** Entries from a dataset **
((

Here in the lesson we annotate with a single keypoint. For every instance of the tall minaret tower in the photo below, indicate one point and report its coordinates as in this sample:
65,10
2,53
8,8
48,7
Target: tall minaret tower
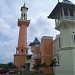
21,50
64,15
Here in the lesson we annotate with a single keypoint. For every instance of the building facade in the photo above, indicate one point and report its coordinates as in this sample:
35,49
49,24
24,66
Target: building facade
64,44
21,50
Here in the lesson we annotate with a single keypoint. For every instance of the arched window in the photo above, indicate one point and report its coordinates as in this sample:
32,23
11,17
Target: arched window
22,50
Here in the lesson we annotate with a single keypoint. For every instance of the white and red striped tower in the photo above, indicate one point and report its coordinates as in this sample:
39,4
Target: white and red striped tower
21,50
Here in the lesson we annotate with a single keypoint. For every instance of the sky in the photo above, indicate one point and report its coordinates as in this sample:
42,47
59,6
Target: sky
39,26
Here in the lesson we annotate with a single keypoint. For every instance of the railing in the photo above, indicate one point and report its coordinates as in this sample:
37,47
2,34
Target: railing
70,18
36,56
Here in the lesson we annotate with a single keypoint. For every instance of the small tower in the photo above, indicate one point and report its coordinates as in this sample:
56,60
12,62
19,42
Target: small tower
64,15
21,50
35,49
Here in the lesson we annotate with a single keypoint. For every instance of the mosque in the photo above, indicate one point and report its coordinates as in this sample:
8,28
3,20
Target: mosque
62,48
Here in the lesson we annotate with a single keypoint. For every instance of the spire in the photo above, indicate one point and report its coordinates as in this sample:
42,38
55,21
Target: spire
67,1
24,5
24,12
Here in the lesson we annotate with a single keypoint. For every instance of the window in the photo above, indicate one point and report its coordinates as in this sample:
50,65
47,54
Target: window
71,12
61,13
22,50
65,12
59,42
74,38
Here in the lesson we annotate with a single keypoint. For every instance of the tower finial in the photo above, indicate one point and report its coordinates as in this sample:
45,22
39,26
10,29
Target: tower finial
24,5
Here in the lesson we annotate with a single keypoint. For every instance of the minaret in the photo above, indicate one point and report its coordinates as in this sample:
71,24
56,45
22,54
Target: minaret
64,15
21,50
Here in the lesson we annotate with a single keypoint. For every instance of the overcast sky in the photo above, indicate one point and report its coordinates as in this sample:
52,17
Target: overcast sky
39,26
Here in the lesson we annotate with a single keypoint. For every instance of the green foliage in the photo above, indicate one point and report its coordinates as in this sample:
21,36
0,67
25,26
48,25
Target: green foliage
9,65
53,63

))

** AIM OF THE TASK **
Update the lines starting at the one that contains "of the overcast" and ending at the last line, replacing "single keypoint" with "single marker" and leaving everything else unchanged.

** EXERCISE RESULT **
Here in the lesson we annotate with a single marker. For every instance of the overcast sky in the photo above, indicate one point and report its coordinates as in this sample:
52,17
Target: overcast sky
39,26
Here in the lesson we annotate with a single marker. For every instance of the green foliage in the photo above, indicate one point and report its coordinates as in this sample:
21,36
0,67
25,26
48,25
Target: green foliage
9,65
53,63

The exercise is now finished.